* [Working data]:

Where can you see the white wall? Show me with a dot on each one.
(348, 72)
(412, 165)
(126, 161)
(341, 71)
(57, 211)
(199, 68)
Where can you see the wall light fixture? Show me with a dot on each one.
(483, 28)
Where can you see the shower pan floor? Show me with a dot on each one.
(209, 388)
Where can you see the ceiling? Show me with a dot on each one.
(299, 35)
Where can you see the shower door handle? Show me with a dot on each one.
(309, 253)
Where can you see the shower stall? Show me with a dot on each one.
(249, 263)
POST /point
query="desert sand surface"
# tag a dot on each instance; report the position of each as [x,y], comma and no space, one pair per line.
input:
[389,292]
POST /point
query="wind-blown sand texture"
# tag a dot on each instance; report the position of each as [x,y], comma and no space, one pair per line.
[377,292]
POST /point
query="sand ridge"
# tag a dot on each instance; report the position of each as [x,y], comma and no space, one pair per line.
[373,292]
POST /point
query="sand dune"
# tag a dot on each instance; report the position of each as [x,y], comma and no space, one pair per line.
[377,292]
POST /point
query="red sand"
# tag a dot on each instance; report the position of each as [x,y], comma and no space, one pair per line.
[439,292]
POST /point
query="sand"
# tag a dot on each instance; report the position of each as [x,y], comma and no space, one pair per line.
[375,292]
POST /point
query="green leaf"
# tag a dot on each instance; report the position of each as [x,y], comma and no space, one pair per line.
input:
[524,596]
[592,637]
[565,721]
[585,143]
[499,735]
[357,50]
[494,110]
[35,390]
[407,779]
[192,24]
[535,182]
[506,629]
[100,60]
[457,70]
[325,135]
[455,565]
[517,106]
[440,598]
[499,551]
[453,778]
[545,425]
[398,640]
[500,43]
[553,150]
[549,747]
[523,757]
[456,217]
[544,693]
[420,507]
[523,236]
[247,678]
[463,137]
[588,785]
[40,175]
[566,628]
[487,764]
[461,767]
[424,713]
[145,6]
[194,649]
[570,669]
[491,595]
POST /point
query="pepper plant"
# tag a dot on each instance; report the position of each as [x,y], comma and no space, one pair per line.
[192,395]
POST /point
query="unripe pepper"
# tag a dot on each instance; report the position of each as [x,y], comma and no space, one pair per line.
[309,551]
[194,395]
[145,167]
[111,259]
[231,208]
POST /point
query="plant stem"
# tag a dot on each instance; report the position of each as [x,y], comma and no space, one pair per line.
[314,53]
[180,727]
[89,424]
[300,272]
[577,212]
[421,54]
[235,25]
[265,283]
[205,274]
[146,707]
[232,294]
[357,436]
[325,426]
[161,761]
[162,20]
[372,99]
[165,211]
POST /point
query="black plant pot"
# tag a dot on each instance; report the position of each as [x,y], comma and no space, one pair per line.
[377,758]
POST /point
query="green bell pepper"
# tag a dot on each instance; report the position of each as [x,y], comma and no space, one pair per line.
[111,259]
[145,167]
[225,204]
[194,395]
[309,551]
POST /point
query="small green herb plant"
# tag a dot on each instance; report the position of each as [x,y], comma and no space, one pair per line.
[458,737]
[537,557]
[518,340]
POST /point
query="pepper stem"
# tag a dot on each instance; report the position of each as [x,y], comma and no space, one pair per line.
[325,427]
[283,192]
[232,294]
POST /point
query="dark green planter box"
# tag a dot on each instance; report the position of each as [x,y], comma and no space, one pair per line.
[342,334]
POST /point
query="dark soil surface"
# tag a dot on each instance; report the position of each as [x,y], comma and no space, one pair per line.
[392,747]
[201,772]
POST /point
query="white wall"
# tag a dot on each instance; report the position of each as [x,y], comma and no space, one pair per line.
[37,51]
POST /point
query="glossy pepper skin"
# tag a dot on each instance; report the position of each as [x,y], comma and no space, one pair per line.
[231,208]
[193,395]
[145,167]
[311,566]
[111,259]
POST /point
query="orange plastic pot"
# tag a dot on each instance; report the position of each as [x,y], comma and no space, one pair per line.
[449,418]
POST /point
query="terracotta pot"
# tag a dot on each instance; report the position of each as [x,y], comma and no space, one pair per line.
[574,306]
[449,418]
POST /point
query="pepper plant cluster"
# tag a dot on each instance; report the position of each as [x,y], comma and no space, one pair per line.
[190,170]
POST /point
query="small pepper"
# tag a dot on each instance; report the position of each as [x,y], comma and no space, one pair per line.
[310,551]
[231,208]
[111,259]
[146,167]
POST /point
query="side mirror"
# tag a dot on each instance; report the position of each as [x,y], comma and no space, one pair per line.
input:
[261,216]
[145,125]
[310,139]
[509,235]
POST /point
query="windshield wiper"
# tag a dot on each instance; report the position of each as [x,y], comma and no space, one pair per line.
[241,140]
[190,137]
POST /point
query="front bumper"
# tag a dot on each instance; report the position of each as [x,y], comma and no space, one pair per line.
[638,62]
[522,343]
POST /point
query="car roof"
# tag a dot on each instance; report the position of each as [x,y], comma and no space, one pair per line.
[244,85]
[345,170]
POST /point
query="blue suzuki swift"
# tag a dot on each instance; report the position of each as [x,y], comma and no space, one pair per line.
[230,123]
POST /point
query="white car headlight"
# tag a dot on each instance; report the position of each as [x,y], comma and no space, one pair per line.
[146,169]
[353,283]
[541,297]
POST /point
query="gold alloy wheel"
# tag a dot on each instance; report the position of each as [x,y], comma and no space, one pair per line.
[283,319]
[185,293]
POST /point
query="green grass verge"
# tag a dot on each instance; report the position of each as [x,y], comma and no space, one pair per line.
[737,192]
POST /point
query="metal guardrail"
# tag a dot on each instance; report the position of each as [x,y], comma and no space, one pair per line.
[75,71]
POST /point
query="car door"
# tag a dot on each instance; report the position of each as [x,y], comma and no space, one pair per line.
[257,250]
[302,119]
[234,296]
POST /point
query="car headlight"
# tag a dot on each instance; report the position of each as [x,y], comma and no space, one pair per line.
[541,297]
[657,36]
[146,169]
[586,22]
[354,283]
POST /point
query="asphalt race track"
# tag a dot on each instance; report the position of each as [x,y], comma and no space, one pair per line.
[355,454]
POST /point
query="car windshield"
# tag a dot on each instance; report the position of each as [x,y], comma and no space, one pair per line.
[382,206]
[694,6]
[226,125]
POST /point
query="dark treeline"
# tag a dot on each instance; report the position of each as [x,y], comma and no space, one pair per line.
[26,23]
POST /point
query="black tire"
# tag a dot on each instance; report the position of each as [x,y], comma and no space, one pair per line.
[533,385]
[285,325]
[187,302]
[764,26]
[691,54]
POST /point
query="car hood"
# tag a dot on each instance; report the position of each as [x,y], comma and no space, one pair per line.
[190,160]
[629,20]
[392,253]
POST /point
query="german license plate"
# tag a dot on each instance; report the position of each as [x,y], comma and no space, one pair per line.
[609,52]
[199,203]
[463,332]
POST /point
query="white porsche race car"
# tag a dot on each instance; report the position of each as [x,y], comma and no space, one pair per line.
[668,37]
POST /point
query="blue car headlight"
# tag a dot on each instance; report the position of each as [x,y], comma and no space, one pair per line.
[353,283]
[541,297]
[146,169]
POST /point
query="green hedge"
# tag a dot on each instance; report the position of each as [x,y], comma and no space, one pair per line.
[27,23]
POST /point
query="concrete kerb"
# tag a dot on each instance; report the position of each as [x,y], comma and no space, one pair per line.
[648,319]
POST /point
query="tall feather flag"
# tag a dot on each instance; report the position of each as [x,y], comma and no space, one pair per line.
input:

* [What you should do]: What is needed is a verbatim copy of the data, complete from first line to last.

* [Response]:
Where can you see the white wall? Show me with a dot on each one.
(348, 72)
(412, 165)
(126, 161)
(341, 71)
(57, 211)
(199, 68)
Where can you see the wall light fixture? Show me with a dot on each one.
(483, 28)
Where can you see the shower pan floor? Show me with a dot on each one.
(209, 388)
Where can you see the ceiling? Show me with a dot on each one.
(299, 35)
Where can you see the shower door handle? Show me with a dot on each one.
(309, 253)
Where can you see the shower stall? Show me with a dot on each one.
(249, 263)
POST /point
query="desert sand surface"
# tag a dot on each instance; report the position of each as [x,y], comma and no space, one pair per line.
input:
[389,292]
POST /point
query="wind-blown sand texture"
# tag a dot on each instance; report the position of each as [x,y], comma and no space, one pair per line.
[377,292]
POST /point
query="sand ridge"
# tag a dot on each instance; report the position of each as [x,y], comma and no space, one pair per line.
[373,292]
POST /point
query="sand dune"
# tag a dot on each instance; report the position of each as [x,y], comma and no space, one pair per line.
[377,292]
POST /point
query="red sand"
# tag a dot on each instance; report the position of each as [x,y], comma and no space, one pair per line.
[439,292]
POST /point
query="sand"
# tag a dot on each instance; report the position of each as [x,y], comma and no space, one pair per line.
[375,292]
POST /point
query="green leaf"
# tag a dot on each instance; report the position of each as [x,y], comma and no space, one pair per line.
input:
[524,596]
[592,637]
[565,721]
[585,143]
[499,735]
[357,50]
[494,110]
[35,390]
[407,779]
[192,24]
[535,182]
[506,629]
[100,60]
[457,70]
[325,135]
[455,565]
[517,106]
[440,598]
[499,551]
[453,778]
[545,425]
[398,640]
[500,43]
[553,150]
[549,747]
[523,757]
[456,217]
[544,693]
[420,507]
[523,236]
[247,678]
[463,137]
[588,785]
[40,175]
[566,628]
[487,764]
[461,767]
[424,713]
[145,6]
[194,649]
[570,669]
[491,595]
POST /point
query="pepper plant"
# tag a dot on each instance; report the position of each as [x,y], comma and no space, one pair per line.
[192,395]
POST /point
query="unripe pepper"
# tag a dot on each instance; report the position of each as [x,y], comma and no space, one pair per line.
[309,551]
[194,395]
[145,167]
[111,259]
[231,208]
POST /point
query="plant stem"
# tag a dot on each instance; report the position of each as [x,y], comma and no space, one pair per line.
[314,53]
[180,727]
[89,424]
[300,272]
[577,212]
[421,54]
[235,25]
[265,283]
[205,274]
[146,707]
[232,294]
[357,436]
[325,426]
[161,761]
[162,20]
[372,99]
[165,211]
POST /point
query="black plant pot"
# tag a dot on each instance; report the position of each as [x,y], comma and no space, one pair per line.
[377,758]
POST /point
query="green bell pepper"
# tag a dot on each instance; report the position of each as [x,y], comma and no space, one pair per line.
[111,259]
[145,167]
[225,204]
[194,395]
[309,551]
POST /point
query="small green herb plant"
# tag a dot on each instance; report the position of each as [x,y], comma and no space, one pair per line.
[458,737]
[537,557]
[518,340]
POST /point
query="pepper stem"
# tag a dot on each instance; report the position of each as [x,y], comma and no space, one pair per line.
[325,427]
[283,192]
[232,294]
POST /point
query="dark green planter box"
# tag a dot on each instance; report the position of each as [x,y], comma and no space, one pair per line.
[342,334]
POST /point
query="dark soil surface"
# tag a dot on each instance; report the position of each as [x,y], comma and no space, one pair per line.
[392,747]
[201,772]
POST /point
query="white wall"
# tag a dot on each instance; report the position of each as [x,y], comma and no space, one pair per line.
[37,51]
POST /point
query="glossy pepper skin"
# tag a dot on each instance; report the position of each as [x,y], comma and no space, one pair per line.
[231,208]
[193,395]
[145,167]
[311,566]
[111,259]
POST /point
query="orange plastic pot"
# tag a dot on each instance; report the position of each as [x,y], comma and no space, one pair per line.
[449,418]
POST /point
query="terracotta pot"
# tag a dot on each instance; report the position of each as [x,y], comma and no space, one pair per line.
[574,306]
[449,418]
POST /point
query="pepper plant cluster"
# tag a dot on each instance; report the position of each as [x,y], comma and no space, one pair per line.
[190,170]
POST /point
query="small pepper"
# tag a dot on each instance; report the position of each as [x,y], comma and no space, one pair per line.
[310,551]
[231,208]
[111,259]
[146,167]
POST /point
query="side mirror"
# tag a dot on each instance; report the position of each as [x,y], comma and no space, one pair per line.
input:
[261,216]
[145,125]
[310,139]
[509,235]
POST /point
query="windshield wiper"
# tag a dot on each instance; report the position of each as [x,y], comma and no space, one pair per line.
[241,140]
[190,137]
POST /point
query="front bumper"
# tag a dot on each instance; report the position of each as [x,y], comma and no space, one pair per line.
[638,62]
[522,343]
POST /point
query="car roof"
# tag a dot on each instance; report the position of each as [x,y], comma and no space, one pair per line.
[244,85]
[345,170]
POST /point
query="blue suzuki swift"
# tag a dot on each instance; report the position of each as [x,y], comma and no space, one pair per line.
[230,123]
POST /point
query="white car headlight"
# tag a dot on each instance; report the position of each as [x,y], comma and no space, one pair per line.
[146,169]
[353,283]
[541,297]
POST /point
query="gold alloy wheel"
# tag a dot on each instance; report the position of each as [x,y], comma and no space, one pair per line.
[283,319]
[185,293]
POST /point
query="green grass verge"
# tag a dot on each instance; report the position of each as [x,y], comma and no space, one pair per line.
[737,192]
POST /point
query="metal guardrail"
# tag a dot on each instance; report the position of each as [x,y], comma and no space, one pair per line.
[75,71]
POST /point
query="car door"
# tag a dot on each instance; report the position of each as [x,y], comma and no space, one pair per line.
[257,250]
[302,119]
[234,296]
POST /point
query="car headlight"
# tag a dot on each instance; report the position of each as [x,y], comma and no space, one pair per line.
[541,297]
[657,36]
[146,169]
[586,22]
[354,283]
POST /point
query="asphalt race track"
# tag a dot on each instance; report the position of each as [x,y], comma and no space, one pair per line.
[355,454]
POST /point
query="car windshield"
# tag a dot on each instance; report the position of each as [x,y], comma and no space, one pair per line.
[382,206]
[694,6]
[226,125]
POST /point
query="dark treeline"
# tag a dot on each instance; report the position of each as [x,y], comma and no space, one pair per line.
[26,23]
POST /point
query="black tire"
# tag a dot on each instance; report the position of each as [x,y], comma and no space, one pair per line.
[533,385]
[285,325]
[187,302]
[764,26]
[691,54]
POST /point
query="car hood"
# tag a dot on each instance; report the position of each as [x,y], comma and no space, one pair per line.
[190,160]
[629,20]
[392,253]
POST /point
query="german license plate"
# tag a dot on each instance; report the position of each as [x,y], comma and no space, one pair per line.
[609,52]
[199,203]
[463,332]
POST /point
query="white porsche race car"
# tag a dot on each instance; report the position of each as [x,y], comma and no space, one pair per line.
[668,37]
POST /point
query="blue car headlight"
# tag a dot on each instance; report the position of each as [x,y], comma and no space, one pair per line.
[353,283]
[541,297]
[146,169]
POST /point
query="green hedge"
# tag a dot on each instance; report the position of each as [x,y], comma and no space, one pair per line.
[27,23]
POST /point
query="concrete kerb"
# tag a dot on each instance; report the position of each as [x,y], comma and no space, one pair per line.
[648,319]
POST /point
query="tall feather flag"
# tag a dot on each instance; report the position of each as [x,y], comma and no space, one pair per line.
input:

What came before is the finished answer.